> [Exercise goal]: Edit the records from their start through the line with "[[[234,6],[234,11],[237,10],[237,0],[235,0],[235,5]]]" so that "tree trunk" becomes "palm trunk", leaving everything else unchanged. Omit the pictures.

> [Listed records]:
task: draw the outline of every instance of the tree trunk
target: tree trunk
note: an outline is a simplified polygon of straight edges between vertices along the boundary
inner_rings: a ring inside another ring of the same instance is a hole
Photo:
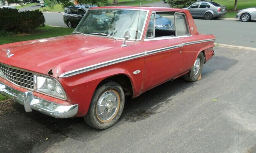
[[[234,6],[234,11],[237,10],[237,0],[235,0],[235,5]]]

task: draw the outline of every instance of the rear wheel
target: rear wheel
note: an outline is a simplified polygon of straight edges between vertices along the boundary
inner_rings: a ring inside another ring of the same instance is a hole
[[[73,27],[72,23],[71,23],[71,22],[69,20],[68,20],[67,21],[67,25],[68,26],[68,27],[69,28],[72,28]]]
[[[245,13],[241,16],[241,20],[243,22],[248,22],[251,20],[251,15],[249,13]]]
[[[122,114],[124,106],[124,93],[118,83],[104,84],[95,91],[85,121],[95,129],[102,130],[114,125]]]
[[[211,12],[207,12],[204,15],[204,19],[206,20],[210,20],[212,19],[212,14]]]
[[[184,79],[190,82],[196,81],[202,72],[204,60],[204,54],[201,52],[196,59],[189,71],[183,76]]]

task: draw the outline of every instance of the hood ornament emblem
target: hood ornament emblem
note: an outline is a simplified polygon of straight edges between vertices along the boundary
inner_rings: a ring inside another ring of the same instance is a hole
[[[11,54],[11,51],[10,51],[10,50],[6,50],[6,54],[7,54],[7,56],[6,57],[8,58],[10,58],[10,57],[14,55],[14,54]]]

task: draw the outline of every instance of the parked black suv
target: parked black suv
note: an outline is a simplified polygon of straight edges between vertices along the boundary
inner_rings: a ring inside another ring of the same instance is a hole
[[[78,5],[69,6],[65,8],[63,21],[69,28],[76,27],[79,23],[86,11],[95,5]]]

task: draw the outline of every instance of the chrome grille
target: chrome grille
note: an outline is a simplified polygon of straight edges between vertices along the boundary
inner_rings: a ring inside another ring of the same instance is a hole
[[[0,70],[5,78],[17,85],[34,89],[34,78],[31,73],[0,64]]]

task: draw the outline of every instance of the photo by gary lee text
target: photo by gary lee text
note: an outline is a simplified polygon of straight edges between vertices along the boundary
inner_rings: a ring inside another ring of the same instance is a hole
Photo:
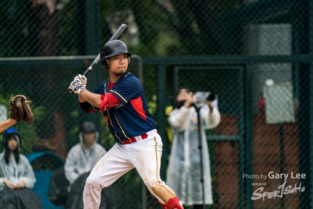
[[[269,172],[267,175],[267,174],[261,174],[260,175],[248,175],[246,174],[243,174],[243,179],[260,179],[263,180],[266,180],[267,178],[268,179],[283,179],[284,181],[287,180],[288,178],[290,178],[291,179],[305,179],[306,175],[305,173],[300,174],[300,173],[293,173],[293,172],[291,172],[290,174],[289,173],[275,173],[273,171],[271,171]]]

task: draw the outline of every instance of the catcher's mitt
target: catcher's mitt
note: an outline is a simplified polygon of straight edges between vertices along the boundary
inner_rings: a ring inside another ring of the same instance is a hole
[[[23,95],[13,96],[10,101],[10,117],[16,119],[17,122],[23,121],[29,123],[33,120],[33,113],[28,103]]]

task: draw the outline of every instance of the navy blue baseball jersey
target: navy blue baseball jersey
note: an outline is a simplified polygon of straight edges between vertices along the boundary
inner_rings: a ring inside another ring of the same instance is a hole
[[[121,102],[103,112],[107,124],[115,141],[119,143],[136,136],[156,129],[156,125],[149,113],[143,89],[139,79],[126,71],[109,88],[108,79],[95,90],[99,94],[110,93]],[[95,111],[99,108],[93,107]]]

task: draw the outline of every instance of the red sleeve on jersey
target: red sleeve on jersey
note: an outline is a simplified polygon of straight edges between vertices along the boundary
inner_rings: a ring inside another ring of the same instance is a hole
[[[112,107],[114,107],[117,103],[121,102],[115,95],[111,93],[107,94],[102,94],[101,96],[102,101],[100,104],[100,110],[101,112],[104,112],[109,110]]]
[[[91,107],[89,107],[89,112],[90,113],[93,113],[93,110],[92,110],[92,108],[91,108]]]
[[[115,106],[117,105],[117,103],[121,102],[121,100],[113,93],[108,93],[107,94],[107,97],[108,97],[108,100],[109,100],[110,106]]]

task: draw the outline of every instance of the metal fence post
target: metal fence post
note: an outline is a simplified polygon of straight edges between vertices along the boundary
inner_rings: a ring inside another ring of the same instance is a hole
[[[166,121],[165,107],[166,104],[166,96],[165,94],[165,79],[166,79],[166,69],[165,65],[158,65],[156,66],[156,77],[157,80],[156,90],[156,105],[157,111],[156,112],[156,120],[157,126],[157,131],[162,138],[163,144],[162,158],[161,160],[161,170],[160,175],[163,181],[165,180],[166,177],[166,167],[167,165],[167,160],[166,157],[168,156],[168,151],[166,148],[167,139],[166,137]]]

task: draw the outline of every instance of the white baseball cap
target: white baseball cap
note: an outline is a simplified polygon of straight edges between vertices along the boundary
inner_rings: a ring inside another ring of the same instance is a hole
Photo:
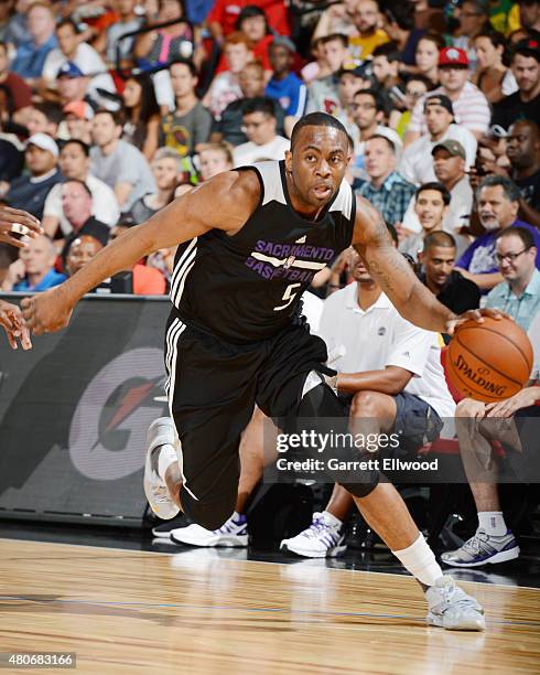
[[[58,157],[58,146],[56,144],[54,138],[47,133],[34,133],[26,141],[26,148],[29,146],[35,146],[42,150],[48,150],[53,157]]]

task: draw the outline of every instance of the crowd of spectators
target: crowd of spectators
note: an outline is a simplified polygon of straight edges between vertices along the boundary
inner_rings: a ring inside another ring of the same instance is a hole
[[[529,328],[539,0],[0,1],[0,202],[45,229],[20,256],[0,245],[0,289],[61,283],[199,182],[283,159],[315,110],[345,126],[346,180],[428,288]],[[312,290],[350,282],[349,257]],[[164,293],[173,260],[141,260],[120,288]]]

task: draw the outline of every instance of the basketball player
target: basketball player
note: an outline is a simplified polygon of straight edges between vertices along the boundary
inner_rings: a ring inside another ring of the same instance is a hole
[[[105,278],[180,244],[165,363],[181,444],[175,452],[153,429],[144,483],[155,513],[173,517],[182,507],[207,529],[229,517],[239,439],[256,403],[273,418],[343,417],[334,378],[324,377],[325,344],[295,314],[313,276],[350,244],[406,319],[438,332],[452,332],[458,322],[393,248],[378,212],[355,197],[344,181],[349,159],[342,124],[323,113],[306,115],[294,127],[284,162],[261,162],[205,181],[132,227],[63,285],[23,300],[26,325],[35,334],[61,330],[77,301]],[[471,317],[482,320],[479,311]],[[358,472],[344,486],[422,585],[428,622],[483,630],[480,606],[442,576],[395,488],[379,482],[376,471]]]

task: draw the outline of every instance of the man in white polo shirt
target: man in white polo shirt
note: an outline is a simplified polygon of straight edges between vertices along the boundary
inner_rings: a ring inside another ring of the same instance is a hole
[[[359,256],[350,254],[355,283],[325,301],[318,334],[328,352],[345,347],[332,367],[335,388],[349,408],[353,425],[361,420],[369,433],[400,432],[399,457],[415,454],[439,436],[444,418],[455,413],[441,365],[440,336],[400,317],[371,279]],[[309,558],[345,550],[344,521],[354,501],[334,486],[323,513],[281,548]]]
[[[492,113],[487,98],[472,82],[468,82],[468,58],[463,50],[444,47],[439,54],[439,77],[441,86],[430,92],[444,94],[452,101],[456,121],[468,129],[478,139],[487,132]],[[406,146],[426,133],[428,127],[424,118],[424,100],[421,98],[414,106],[411,124],[406,135]]]

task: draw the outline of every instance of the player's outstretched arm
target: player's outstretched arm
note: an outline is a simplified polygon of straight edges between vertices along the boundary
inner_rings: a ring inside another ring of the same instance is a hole
[[[22,301],[36,335],[65,328],[80,298],[104,279],[160,248],[170,248],[213,228],[234,234],[256,210],[260,184],[252,171],[220,173],[101,249],[86,267],[54,289]]]
[[[18,340],[21,341],[23,350],[32,349],[29,330],[24,325],[21,310],[17,304],[0,300],[0,326],[6,331],[8,342],[13,350],[17,350]]]
[[[379,212],[363,197],[357,197],[356,206],[353,246],[404,319],[428,331],[452,333],[460,323],[468,319],[482,322],[483,315],[505,315],[486,309],[471,310],[460,317],[451,312],[417,278],[410,265],[393,247]]]

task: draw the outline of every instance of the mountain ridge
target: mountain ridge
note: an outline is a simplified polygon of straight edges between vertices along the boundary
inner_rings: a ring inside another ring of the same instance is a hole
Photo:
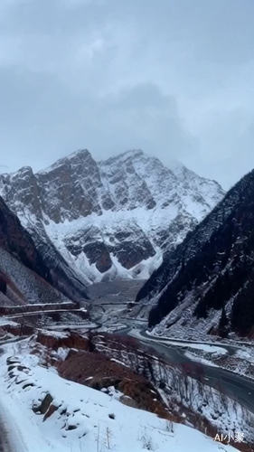
[[[142,150],[96,162],[84,149],[0,174],[0,194],[42,254],[60,252],[83,284],[147,278],[224,195],[182,164],[174,171]]]
[[[159,334],[253,335],[254,170],[246,174],[152,275],[136,301],[152,298]]]

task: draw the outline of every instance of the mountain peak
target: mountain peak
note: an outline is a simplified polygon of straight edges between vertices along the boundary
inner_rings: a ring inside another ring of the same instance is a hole
[[[72,152],[71,154],[66,155],[65,157],[61,157],[56,162],[54,162],[52,165],[48,166],[47,168],[44,168],[43,170],[41,170],[38,172],[39,174],[50,173],[51,171],[55,170],[56,168],[66,165],[73,160],[80,160],[80,161],[85,161],[88,158],[93,160],[92,155],[88,149],[79,149],[78,151]]]

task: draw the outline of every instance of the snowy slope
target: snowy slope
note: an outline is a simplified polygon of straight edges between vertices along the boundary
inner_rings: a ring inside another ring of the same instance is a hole
[[[60,251],[89,283],[147,278],[224,194],[140,150],[103,162],[83,150],[37,174],[22,168],[0,175],[0,193],[42,253]]]
[[[26,341],[5,345],[0,360],[0,410],[15,452],[236,450],[193,428],[123,405],[120,393],[112,391],[108,395],[61,378],[53,369],[39,365],[38,358],[29,354]],[[33,408],[47,394],[56,410],[44,418]]]
[[[174,337],[254,337],[254,171],[165,259],[137,295]],[[142,305],[142,302],[141,302]]]

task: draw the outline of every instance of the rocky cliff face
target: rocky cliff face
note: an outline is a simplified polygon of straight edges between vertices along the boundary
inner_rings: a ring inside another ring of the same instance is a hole
[[[224,194],[139,150],[103,162],[78,151],[36,174],[24,167],[0,175],[0,193],[43,259],[56,268],[60,253],[61,273],[71,268],[80,283],[147,278]]]
[[[0,198],[0,305],[66,301],[52,284],[52,268]]]
[[[188,234],[140,290],[155,332],[254,336],[254,171]]]

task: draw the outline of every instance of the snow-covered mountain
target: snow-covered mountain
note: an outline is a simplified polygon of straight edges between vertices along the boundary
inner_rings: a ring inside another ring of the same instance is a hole
[[[157,334],[254,336],[254,170],[188,234],[141,288]],[[141,306],[140,305],[140,306]],[[151,305],[150,305],[151,306]]]
[[[0,198],[1,306],[68,301],[52,282],[51,268],[43,263],[29,233]]]
[[[141,150],[96,162],[81,150],[33,174],[0,175],[0,193],[45,259],[86,283],[147,278],[223,197],[214,181]]]

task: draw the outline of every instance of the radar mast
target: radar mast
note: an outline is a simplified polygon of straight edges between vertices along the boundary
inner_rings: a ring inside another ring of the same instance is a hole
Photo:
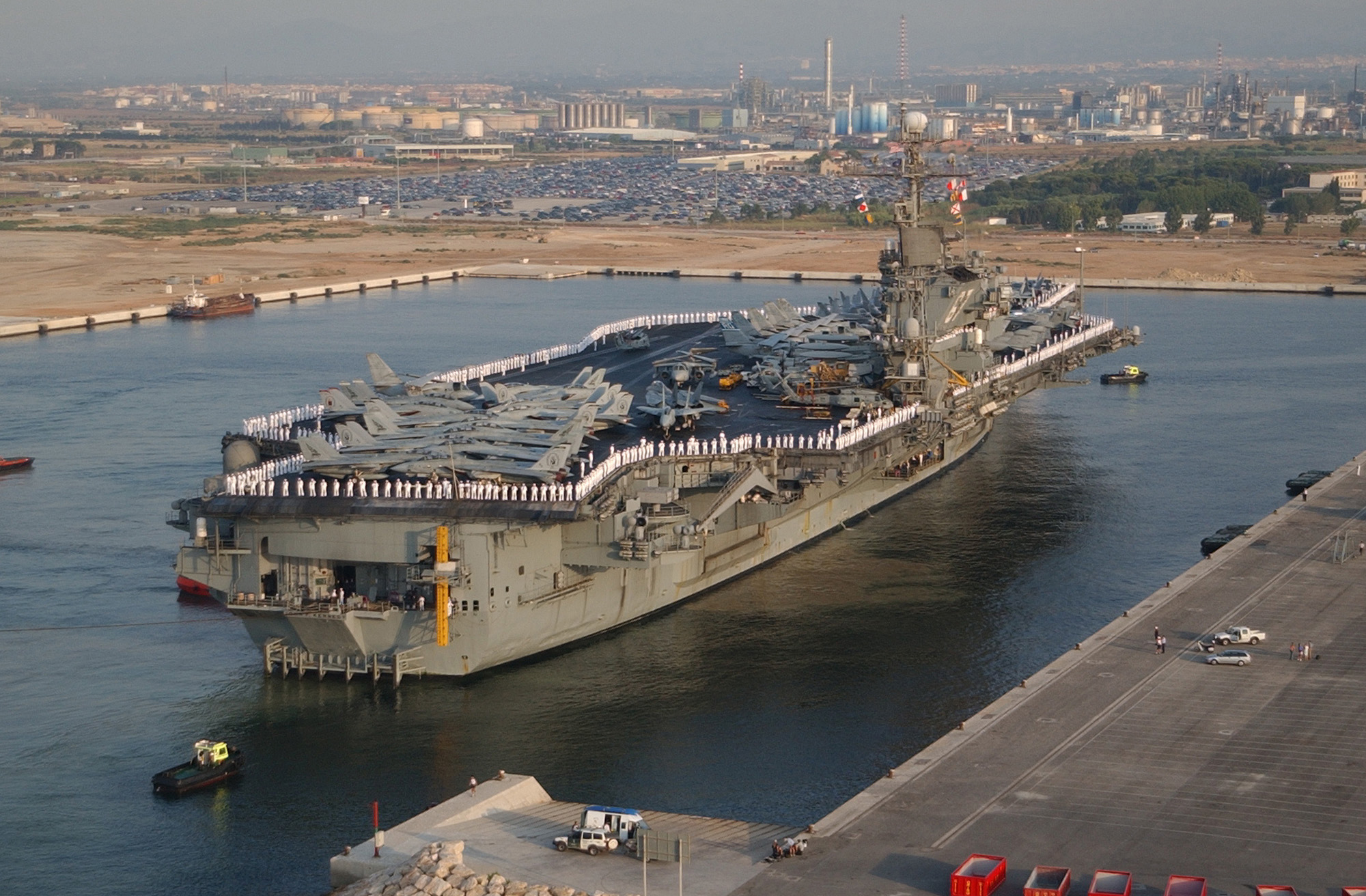
[[[925,202],[925,168],[922,152],[929,119],[922,112],[902,115],[902,179],[904,193],[892,205],[896,247],[882,251],[877,268],[882,273],[882,302],[887,305],[889,356],[887,377],[900,403],[929,403],[929,321],[925,313],[925,288],[944,264],[944,228],[921,224]]]

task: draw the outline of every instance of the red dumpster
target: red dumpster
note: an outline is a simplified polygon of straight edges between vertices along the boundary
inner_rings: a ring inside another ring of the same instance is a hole
[[[1072,886],[1072,869],[1037,865],[1024,881],[1024,896],[1067,896]]]
[[[974,852],[949,876],[948,892],[949,896],[990,896],[1004,880],[1004,858]]]
[[[1205,878],[1172,874],[1167,878],[1165,896],[1205,896]]]
[[[1134,876],[1128,871],[1096,871],[1087,896],[1130,896]]]

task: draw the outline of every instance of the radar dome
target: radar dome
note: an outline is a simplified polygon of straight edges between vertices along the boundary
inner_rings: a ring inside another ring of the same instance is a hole
[[[223,445],[223,471],[240,473],[261,463],[261,451],[250,438],[238,437]]]

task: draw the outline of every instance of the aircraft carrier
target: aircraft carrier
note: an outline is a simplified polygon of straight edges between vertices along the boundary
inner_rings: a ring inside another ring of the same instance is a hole
[[[923,220],[925,116],[872,291],[657,314],[243,421],[175,501],[180,582],[268,672],[462,676],[699,594],[962,459],[1022,395],[1138,341]]]

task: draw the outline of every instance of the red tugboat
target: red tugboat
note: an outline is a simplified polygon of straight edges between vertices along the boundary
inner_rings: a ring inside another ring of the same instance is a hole
[[[152,791],[179,796],[225,781],[242,770],[242,751],[221,740],[195,740],[194,758],[152,776]]]
[[[0,458],[0,473],[18,473],[33,466],[33,458]]]
[[[254,310],[254,292],[208,296],[199,292],[197,285],[191,285],[190,292],[183,299],[167,309],[167,317],[199,320],[225,314],[250,314]]]

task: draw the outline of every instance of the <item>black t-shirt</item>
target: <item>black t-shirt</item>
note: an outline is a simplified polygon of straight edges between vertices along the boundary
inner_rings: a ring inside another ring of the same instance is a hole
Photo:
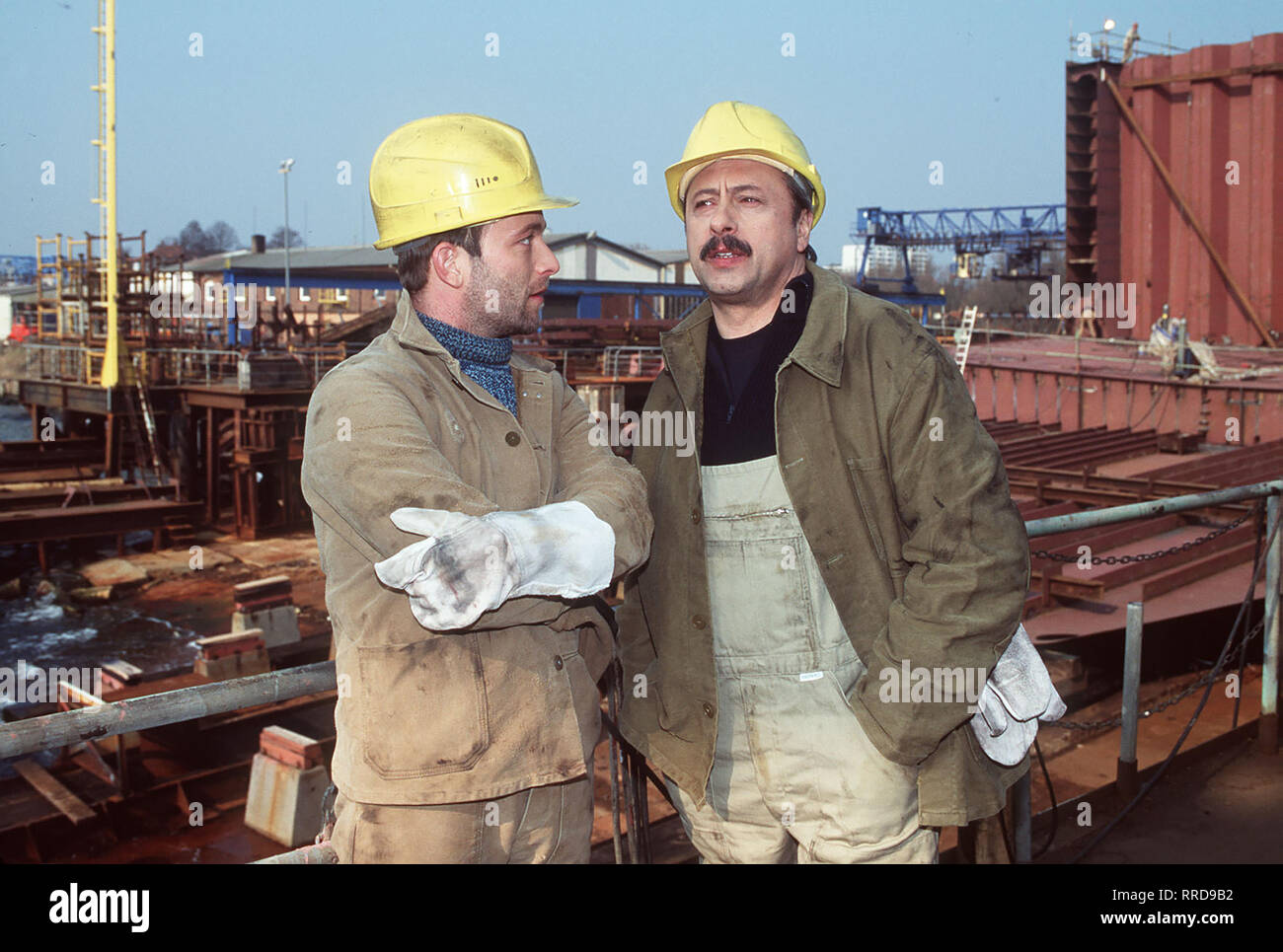
[[[811,272],[802,272],[785,286],[771,322],[743,337],[726,340],[717,322],[709,321],[699,446],[703,466],[774,455],[775,373],[802,337],[813,291]]]

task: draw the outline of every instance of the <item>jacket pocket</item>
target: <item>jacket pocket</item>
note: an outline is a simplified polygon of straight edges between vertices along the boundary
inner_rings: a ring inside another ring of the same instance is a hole
[[[887,565],[897,597],[902,594],[905,576],[911,566],[901,556],[899,512],[896,508],[896,494],[887,476],[887,464],[881,457],[847,458],[847,472],[865,517],[865,527],[872,539],[874,550]]]
[[[385,780],[470,770],[490,747],[473,635],[357,648],[361,747]]]

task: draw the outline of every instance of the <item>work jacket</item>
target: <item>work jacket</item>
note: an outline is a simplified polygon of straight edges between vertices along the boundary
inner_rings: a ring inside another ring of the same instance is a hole
[[[312,394],[303,495],[334,629],[332,775],[349,799],[488,799],[586,771],[600,730],[595,681],[613,657],[593,607],[603,603],[513,598],[438,633],[375,575],[423,539],[393,525],[405,506],[482,516],[576,499],[615,530],[616,576],[645,559],[642,476],[594,445],[595,421],[553,364],[513,354],[512,371],[517,418],[462,372],[402,291],[391,328]]]
[[[957,701],[911,702],[908,685],[890,701],[884,689],[920,667],[993,667],[1025,600],[1024,522],[998,448],[935,339],[899,308],[807,267],[815,296],[806,330],[775,377],[776,455],[867,666],[848,703],[885,757],[919,767],[922,825],[992,816],[1028,756],[1016,767],[990,761],[961,692]],[[704,300],[662,335],[666,367],[645,404],[693,412],[697,445],[711,319]],[[636,446],[634,464],[649,486],[656,532],[620,611],[622,733],[702,803],[718,712],[699,455]]]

> [Exercise solution]:
task: draw the outline of every instance of the palm trunk
target: palm trunk
note: an outline is a simplified polygon of straight edges between vertices along the boundary
inner_rings: a ring inside another ring of the same instance is a hole
Photo:
[[[234,6],[234,11],[237,10],[237,0],[235,0],[235,5]]]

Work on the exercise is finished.